→ **Requirement**
Repeat the listing that follows exactly, please.

■ ■ ■ ■ ■

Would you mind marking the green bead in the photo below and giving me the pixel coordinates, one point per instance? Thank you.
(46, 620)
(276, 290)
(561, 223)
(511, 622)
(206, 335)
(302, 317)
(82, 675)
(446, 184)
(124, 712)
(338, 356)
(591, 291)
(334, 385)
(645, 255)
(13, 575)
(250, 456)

■ ■ ■ ■ ■

→ **Response box**
Would you mind marking the green bead in the photo below and giving me the pixel coordinates, one point per instance? Thank you.
(46, 620)
(276, 290)
(561, 223)
(511, 622)
(206, 335)
(302, 317)
(82, 675)
(446, 184)
(124, 712)
(338, 356)
(591, 291)
(334, 385)
(645, 255)
(13, 575)
(250, 456)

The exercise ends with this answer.